Gather every line in the material below that contains the string "fish", matching case exactly.

Region labeling entries:
— Begin —

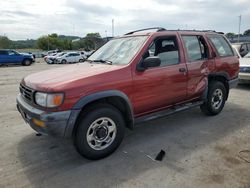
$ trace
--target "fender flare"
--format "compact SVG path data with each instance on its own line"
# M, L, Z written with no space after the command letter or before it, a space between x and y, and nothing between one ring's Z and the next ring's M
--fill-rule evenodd
M133 117L133 108L132 104L128 98L128 96L119 91L119 90L106 90L101 92L92 93L90 95L82 97L78 102L73 106L70 118L68 120L68 125L65 131L65 136L70 137L73 133L73 129L75 127L77 118L81 112L81 110L89 103L97 101L99 99L107 98L107 97L120 97L125 102L126 109L126 122L127 127L129 129L134 128L134 117ZM123 114L124 115L124 114Z

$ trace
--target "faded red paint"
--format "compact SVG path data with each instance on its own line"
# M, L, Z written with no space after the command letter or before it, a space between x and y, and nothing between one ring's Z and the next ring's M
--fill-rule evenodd
M75 64L62 68L32 74L22 80L26 86L43 92L64 92L64 103L51 111L69 110L82 97L104 90L117 89L130 99L134 116L167 108L176 103L192 101L201 96L207 75L213 72L227 72L235 78L239 71L237 56L210 58L188 63L180 35L202 35L209 46L210 55L215 52L205 33L201 32L154 32L148 35L142 49L128 65ZM180 51L180 63L138 72L136 66L151 42L159 36L176 35ZM137 36L137 35L132 35ZM217 54L218 55L218 54ZM187 72L179 72L186 68ZM41 107L39 107L41 108ZM48 111L48 109L47 109Z

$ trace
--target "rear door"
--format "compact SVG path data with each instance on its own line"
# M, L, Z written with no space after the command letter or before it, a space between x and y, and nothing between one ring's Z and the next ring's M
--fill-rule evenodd
M8 51L7 63L21 63L22 55L16 53L15 51Z
M0 50L0 63L7 63L8 51Z
M159 67L133 74L133 104L136 115L157 111L186 99L186 65L176 35L157 37L142 59L157 56Z
M209 58L208 43L202 35L182 35L185 47L188 83L187 98L199 98L207 86L208 65L214 63Z

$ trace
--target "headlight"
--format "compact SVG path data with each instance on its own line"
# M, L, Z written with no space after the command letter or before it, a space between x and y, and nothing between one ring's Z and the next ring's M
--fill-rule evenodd
M35 102L36 104L53 108L60 106L63 102L64 95L63 93L42 93L42 92L36 92L35 94Z

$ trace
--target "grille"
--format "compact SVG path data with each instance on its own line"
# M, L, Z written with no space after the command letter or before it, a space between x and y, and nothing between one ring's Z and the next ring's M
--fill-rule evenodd
M240 67L240 72L250 73L250 67Z
M28 101L32 102L32 100L33 100L33 91L32 91L32 89L20 84L20 93L21 93L23 98L25 98Z

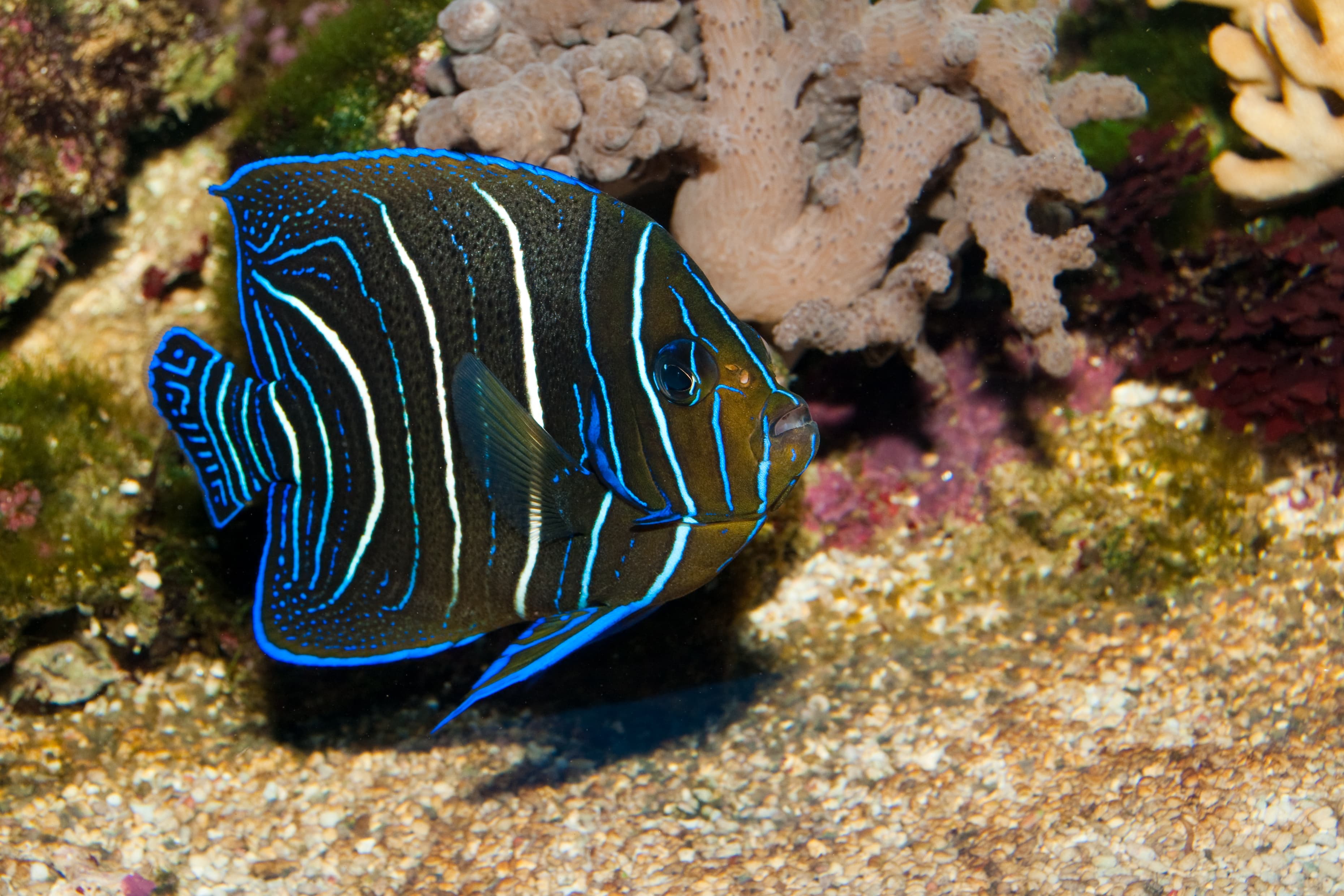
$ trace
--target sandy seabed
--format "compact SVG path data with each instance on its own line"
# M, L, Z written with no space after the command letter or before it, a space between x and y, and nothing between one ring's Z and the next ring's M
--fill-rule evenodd
M82 712L0 716L11 774L69 782L13 802L0 875L62 896L132 872L202 895L1336 892L1344 604L1310 582L1304 562L1146 618L879 630L601 767L530 748L548 719L276 746L188 657Z

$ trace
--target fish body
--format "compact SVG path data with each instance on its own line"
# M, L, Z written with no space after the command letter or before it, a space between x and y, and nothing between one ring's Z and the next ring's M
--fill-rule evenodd
M149 387L215 525L266 501L271 657L390 662L532 622L461 712L706 583L816 451L761 337L581 181L387 150L211 192L255 376L173 329Z

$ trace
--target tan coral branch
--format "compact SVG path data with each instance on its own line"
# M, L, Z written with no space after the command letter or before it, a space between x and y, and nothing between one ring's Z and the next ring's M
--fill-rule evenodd
M1281 154L1224 152L1212 165L1218 185L1271 200L1344 177L1344 117L1331 113L1327 98L1344 91L1344 0L1301 0L1297 8L1282 0L1199 1L1232 9L1236 27L1214 30L1210 55L1232 79L1232 118Z

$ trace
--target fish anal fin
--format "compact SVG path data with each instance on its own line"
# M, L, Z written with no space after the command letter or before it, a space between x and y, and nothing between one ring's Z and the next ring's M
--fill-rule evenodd
M476 355L453 372L453 416L472 469L508 523L542 541L583 531L577 520L579 465L556 445Z
M656 606L656 604L655 604ZM579 647L630 626L653 610L645 603L585 607L538 619L472 685L457 709L435 725L438 731L472 704L554 666Z

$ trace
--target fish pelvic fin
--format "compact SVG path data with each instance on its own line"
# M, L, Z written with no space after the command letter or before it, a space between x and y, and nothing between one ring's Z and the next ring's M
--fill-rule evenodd
M210 520L228 523L277 480L261 383L179 326L149 360L149 395L196 470Z
M457 719L472 704L550 669L585 645L634 625L657 606L640 602L618 607L583 607L538 619L504 649L504 653L472 685L457 709L434 727L434 732Z

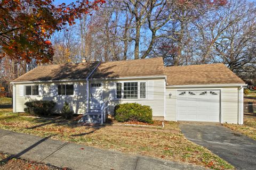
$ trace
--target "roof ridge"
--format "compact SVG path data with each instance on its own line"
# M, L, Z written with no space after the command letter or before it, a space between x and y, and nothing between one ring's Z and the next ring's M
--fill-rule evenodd
M186 66L203 66L203 65L224 65L225 64L222 63L210 63L210 64L192 64L192 65L176 65L176 66L164 66L164 68L169 67L186 67Z
M71 64L71 65L78 65L79 64L82 64L82 63L95 63L95 62L100 62L99 61L90 61L90 62L81 62L81 63L62 63L62 64L51 64L51 65L38 65L37 66L36 68L38 68L39 67L42 67L42 66L59 66L59 65L68 65L68 64ZM36 69L35 68L35 69Z
M156 58L162 58L162 57L154 57L149 58L138 58L138 59L132 59L132 60L109 61L101 62L101 63L118 62L137 61L139 61L139 60L153 60L153 59L156 59Z

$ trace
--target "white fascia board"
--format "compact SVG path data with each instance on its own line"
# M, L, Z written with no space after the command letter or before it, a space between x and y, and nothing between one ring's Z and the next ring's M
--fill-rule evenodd
M46 80L46 81L15 81L11 82L11 84L31 84L36 83L51 83L51 82L74 82L74 81L85 81L86 79L66 79L59 80Z
M166 75L151 75L151 76L129 76L124 78L99 78L99 79L90 79L90 80L101 81L109 80L127 80L127 79L157 79L157 78L166 78Z
M246 84L197 84L197 85L178 85L166 86L166 88L205 88L205 87L227 87L246 86Z

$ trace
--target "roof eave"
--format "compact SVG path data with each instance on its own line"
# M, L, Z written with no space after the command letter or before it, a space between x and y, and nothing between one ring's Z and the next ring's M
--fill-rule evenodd
M149 76L135 76L128 77L120 77L120 78L91 78L90 80L120 80L120 79L156 79L156 78L166 78L166 76L164 75L149 75Z
M204 87L245 87L247 84L245 83L225 83L225 84L187 84L187 85L166 85L167 88L204 88Z

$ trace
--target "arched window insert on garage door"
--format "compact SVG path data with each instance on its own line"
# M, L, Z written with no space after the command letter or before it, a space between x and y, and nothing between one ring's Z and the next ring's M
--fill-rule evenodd
M206 95L207 94L207 91L204 91L201 92L199 95Z
M215 93L215 92L213 92L213 91L210 91L210 94L212 95L218 95L218 94L217 93Z
M185 95L186 95L186 91L181 92L180 94L179 94L179 95L180 95L180 96Z

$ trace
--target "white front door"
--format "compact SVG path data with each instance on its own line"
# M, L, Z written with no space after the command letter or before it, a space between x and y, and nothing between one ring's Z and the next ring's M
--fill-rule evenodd
M91 83L90 96L90 109L100 109L103 103L101 83Z
M178 120L220 122L219 90L178 91Z

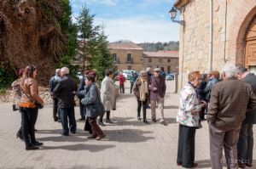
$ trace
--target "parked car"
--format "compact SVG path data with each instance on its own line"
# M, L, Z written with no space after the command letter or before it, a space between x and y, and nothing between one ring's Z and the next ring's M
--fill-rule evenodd
M130 78L132 76L132 73L135 73L136 70L123 70L123 75L125 77L125 79L130 80Z

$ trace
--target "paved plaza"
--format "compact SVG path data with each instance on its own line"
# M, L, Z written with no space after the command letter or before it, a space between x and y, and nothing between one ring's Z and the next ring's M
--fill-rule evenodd
M178 95L173 94L173 82L167 82L165 116L168 126L150 120L150 124L137 120L137 100L128 93L120 94L117 110L111 112L114 124L101 127L107 138L101 141L88 139L84 121L77 121L76 134L60 134L61 125L54 122L51 105L39 110L36 137L44 143L39 150L26 151L22 141L15 138L20 126L20 115L11 110L11 104L0 104L0 168L92 168L92 169L174 169L176 165L177 131L176 114ZM75 108L79 118L79 107ZM195 162L198 168L211 168L207 123L196 131ZM256 151L254 149L254 155ZM256 162L253 161L256 166Z

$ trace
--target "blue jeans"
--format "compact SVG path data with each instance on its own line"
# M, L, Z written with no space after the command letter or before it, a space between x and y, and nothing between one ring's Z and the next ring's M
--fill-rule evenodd
M237 143L238 162L253 163L253 124L241 125Z
M32 108L20 108L21 114L21 133L26 147L36 143L35 124L38 119L38 110Z
M70 132L75 132L77 130L77 122L74 115L74 107L71 108L60 108L60 114L61 117L61 125L62 125L62 133L68 134L68 121L69 121L69 128ZM68 120L67 120L68 117Z

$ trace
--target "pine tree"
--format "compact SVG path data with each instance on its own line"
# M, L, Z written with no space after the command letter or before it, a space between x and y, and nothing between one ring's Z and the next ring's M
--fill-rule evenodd
M108 48L108 44L107 36L104 35L104 31L102 29L97 38L96 54L92 60L92 65L96 70L97 80L99 82L103 80L107 69L111 68L113 70L116 69L113 64L113 58Z
M95 49L100 26L93 25L94 17L95 14L90 14L90 9L85 6L82 8L79 16L78 17L79 37L81 41L80 46L83 53L84 70L90 67L90 58L92 57L96 52Z

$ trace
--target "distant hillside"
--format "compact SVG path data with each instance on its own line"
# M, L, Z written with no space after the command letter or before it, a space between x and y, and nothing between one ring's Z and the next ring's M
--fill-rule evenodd
M157 52L159 50L178 51L179 42L171 41L169 42L143 42L138 43L145 52Z

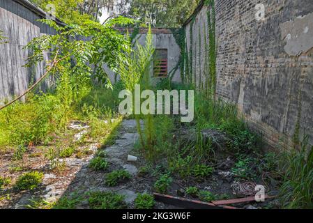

— End —

= WRITTEN RESPONSE =
--target fish body
--target fish anal fin
--target fish pelvic fin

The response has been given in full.